• Aim of the task: Starting with the line that holds "Check that every instance of the tire", copy out each remaining line of the listing below, up to and including the last one, and include nothing else.

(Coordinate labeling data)
◆ ◆ ◆ ◆

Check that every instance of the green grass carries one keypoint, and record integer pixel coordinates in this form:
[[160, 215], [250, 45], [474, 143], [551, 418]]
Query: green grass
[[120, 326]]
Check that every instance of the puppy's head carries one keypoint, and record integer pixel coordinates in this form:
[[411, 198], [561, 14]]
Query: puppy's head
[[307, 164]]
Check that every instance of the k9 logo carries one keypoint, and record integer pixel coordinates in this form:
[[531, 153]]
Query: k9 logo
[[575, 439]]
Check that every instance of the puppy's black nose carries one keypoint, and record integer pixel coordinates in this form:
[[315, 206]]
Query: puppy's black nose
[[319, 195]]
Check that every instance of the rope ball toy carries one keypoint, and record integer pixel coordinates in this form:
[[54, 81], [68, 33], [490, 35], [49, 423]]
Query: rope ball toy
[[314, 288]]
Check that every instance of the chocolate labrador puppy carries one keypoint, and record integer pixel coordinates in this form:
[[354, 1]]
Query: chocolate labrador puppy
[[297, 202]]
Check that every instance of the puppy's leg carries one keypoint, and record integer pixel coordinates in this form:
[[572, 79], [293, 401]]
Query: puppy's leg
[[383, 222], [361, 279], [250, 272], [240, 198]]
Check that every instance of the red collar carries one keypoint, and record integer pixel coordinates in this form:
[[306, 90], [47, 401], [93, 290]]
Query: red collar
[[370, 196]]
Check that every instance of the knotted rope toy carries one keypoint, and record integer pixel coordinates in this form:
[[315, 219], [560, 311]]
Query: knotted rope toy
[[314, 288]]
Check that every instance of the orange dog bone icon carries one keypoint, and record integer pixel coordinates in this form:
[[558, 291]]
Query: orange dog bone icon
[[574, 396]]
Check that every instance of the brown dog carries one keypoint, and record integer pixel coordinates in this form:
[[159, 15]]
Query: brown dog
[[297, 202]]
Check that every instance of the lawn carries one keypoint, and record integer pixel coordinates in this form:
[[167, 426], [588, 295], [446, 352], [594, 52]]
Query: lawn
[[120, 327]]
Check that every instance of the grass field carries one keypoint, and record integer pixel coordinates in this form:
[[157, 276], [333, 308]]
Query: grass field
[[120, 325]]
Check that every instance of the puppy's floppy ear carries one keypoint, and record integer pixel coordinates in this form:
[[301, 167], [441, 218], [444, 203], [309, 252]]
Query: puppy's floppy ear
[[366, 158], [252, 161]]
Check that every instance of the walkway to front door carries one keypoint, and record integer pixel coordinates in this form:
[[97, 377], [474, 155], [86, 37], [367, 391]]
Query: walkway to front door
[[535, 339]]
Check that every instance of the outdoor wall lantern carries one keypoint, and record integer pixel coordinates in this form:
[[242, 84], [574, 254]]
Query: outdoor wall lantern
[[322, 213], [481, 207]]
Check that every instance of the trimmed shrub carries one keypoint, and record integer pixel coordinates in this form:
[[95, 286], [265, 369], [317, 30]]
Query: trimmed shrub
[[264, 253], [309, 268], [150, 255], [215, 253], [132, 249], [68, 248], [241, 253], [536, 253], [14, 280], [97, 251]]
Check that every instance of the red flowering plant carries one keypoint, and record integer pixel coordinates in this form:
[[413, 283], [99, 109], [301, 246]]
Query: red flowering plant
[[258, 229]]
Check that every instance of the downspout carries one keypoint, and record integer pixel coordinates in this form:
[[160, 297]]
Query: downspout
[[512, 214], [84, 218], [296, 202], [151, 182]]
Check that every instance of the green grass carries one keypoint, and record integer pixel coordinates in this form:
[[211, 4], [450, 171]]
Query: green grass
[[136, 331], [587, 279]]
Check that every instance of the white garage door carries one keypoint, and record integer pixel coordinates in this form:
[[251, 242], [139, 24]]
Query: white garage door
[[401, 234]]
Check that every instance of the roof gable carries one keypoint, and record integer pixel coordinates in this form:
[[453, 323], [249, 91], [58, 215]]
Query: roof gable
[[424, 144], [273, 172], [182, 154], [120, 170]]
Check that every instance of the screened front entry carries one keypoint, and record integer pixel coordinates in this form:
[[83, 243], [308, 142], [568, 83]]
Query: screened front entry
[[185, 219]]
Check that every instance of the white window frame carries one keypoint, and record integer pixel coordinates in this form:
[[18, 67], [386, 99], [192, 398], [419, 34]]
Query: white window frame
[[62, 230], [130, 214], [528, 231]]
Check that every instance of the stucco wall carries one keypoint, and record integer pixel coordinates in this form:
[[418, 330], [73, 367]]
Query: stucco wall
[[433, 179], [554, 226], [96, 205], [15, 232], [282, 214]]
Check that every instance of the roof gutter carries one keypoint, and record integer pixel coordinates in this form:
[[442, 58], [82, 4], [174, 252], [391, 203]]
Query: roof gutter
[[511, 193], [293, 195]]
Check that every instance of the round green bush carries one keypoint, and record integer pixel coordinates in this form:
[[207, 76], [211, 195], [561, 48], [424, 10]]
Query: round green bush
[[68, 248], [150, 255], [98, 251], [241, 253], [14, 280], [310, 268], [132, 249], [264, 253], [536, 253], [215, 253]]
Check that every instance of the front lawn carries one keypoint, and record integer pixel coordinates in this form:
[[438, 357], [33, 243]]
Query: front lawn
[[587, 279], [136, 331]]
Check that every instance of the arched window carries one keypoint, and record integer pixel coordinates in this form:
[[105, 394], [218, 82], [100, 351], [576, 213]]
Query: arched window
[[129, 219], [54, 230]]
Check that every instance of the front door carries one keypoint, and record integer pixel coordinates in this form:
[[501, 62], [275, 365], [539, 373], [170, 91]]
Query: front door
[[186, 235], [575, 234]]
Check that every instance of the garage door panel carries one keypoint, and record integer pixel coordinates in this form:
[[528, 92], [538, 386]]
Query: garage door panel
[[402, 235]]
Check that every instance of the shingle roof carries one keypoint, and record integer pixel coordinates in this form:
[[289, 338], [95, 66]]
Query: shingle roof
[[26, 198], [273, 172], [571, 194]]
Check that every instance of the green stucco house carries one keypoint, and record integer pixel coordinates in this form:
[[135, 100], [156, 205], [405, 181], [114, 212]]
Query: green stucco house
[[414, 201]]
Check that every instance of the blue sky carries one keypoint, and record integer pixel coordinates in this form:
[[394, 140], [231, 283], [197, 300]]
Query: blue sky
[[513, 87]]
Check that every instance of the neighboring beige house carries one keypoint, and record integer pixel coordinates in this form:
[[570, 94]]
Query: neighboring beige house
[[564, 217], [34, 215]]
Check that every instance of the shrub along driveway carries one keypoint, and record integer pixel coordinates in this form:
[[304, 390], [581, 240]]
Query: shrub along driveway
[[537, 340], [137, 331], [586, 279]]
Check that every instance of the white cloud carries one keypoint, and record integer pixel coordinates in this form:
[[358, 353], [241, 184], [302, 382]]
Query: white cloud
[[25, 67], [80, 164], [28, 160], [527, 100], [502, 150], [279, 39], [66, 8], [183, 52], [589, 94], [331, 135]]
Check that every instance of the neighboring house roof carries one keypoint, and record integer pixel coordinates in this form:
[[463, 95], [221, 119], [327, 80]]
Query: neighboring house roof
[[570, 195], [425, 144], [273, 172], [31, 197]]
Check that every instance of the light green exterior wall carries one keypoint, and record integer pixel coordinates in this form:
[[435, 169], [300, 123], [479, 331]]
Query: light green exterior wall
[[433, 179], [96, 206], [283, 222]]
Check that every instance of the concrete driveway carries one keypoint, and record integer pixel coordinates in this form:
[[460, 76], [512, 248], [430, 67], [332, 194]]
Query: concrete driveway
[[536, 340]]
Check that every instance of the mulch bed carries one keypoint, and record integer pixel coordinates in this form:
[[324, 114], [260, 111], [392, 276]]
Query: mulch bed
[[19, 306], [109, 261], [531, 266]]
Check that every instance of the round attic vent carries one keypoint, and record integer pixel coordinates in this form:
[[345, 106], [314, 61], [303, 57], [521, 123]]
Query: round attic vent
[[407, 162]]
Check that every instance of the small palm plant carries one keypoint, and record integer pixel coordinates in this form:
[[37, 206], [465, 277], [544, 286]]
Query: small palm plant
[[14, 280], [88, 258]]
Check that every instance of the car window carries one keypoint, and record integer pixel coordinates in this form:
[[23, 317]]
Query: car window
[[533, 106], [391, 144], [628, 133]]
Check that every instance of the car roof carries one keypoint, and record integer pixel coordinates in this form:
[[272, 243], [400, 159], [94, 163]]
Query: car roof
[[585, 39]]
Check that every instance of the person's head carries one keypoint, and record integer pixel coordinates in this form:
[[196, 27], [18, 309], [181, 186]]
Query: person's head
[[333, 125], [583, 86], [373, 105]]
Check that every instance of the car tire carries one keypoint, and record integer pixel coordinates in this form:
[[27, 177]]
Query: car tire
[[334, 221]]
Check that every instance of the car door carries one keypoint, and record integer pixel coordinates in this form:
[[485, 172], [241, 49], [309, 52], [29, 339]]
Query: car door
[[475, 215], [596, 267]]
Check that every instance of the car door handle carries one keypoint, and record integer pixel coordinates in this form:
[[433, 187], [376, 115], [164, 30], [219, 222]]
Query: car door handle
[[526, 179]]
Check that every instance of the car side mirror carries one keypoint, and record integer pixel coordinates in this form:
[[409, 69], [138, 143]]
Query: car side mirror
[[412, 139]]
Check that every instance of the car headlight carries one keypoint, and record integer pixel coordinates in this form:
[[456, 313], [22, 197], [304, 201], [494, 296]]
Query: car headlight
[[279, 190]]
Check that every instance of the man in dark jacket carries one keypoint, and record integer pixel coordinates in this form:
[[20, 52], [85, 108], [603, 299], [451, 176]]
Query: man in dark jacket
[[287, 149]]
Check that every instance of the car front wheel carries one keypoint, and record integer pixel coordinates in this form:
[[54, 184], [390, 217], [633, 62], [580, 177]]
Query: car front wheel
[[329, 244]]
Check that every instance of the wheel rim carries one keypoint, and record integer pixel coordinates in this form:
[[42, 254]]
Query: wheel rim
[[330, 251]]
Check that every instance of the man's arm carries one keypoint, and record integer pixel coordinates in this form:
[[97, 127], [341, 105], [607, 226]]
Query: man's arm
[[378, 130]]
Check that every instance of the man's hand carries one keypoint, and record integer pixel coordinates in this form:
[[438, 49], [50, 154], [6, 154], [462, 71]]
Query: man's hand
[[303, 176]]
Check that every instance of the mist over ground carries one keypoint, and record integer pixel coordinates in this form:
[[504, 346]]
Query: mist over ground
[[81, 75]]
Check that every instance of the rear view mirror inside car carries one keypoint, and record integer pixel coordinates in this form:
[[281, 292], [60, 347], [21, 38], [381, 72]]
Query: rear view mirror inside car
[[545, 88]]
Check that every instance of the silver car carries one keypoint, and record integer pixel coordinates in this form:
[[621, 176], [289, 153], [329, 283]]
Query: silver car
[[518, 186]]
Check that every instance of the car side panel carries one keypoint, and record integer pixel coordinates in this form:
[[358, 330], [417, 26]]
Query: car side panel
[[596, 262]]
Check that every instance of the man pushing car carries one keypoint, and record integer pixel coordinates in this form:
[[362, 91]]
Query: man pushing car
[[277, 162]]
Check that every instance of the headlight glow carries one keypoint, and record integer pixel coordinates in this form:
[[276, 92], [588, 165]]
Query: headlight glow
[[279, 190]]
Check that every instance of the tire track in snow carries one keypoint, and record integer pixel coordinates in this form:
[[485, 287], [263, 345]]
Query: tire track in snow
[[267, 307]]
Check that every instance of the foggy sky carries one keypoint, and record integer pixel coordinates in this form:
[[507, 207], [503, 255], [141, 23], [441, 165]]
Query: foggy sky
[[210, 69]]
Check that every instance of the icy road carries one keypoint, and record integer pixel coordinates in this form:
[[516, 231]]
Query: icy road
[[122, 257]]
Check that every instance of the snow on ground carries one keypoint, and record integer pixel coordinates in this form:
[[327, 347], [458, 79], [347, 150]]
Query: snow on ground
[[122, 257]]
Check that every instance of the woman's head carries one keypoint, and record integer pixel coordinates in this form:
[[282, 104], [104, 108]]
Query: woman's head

◆ ◆ ◆ ◆

• Problem solution:
Check that every instance of the tire track in snow carries one keypoint, and record integer pixel coordinates in this form:
[[485, 287], [263, 345]]
Query: tire track in snow
[[267, 307]]
Check that every instance of the foggy sky carries one keypoint, and record integer pixel coordinates in this form:
[[507, 207], [503, 255], [141, 23], [441, 165]]
Query: foggy sky
[[210, 69]]
Check that every instance of the icy road carries one keypoint, and record integer pixel coordinates in this form:
[[516, 231]]
Query: icy road
[[122, 257]]
Check that every instance of the snow on ground carries one keypoint, and record integer pixel coordinates in this form:
[[327, 347], [458, 79], [347, 150]]
Query: snow on ground
[[122, 257]]
Check that every instance of the woman's head carries one keypoint, and record integer pixel coordinates in this form:
[[282, 104], [104, 108]]
Query: woman's head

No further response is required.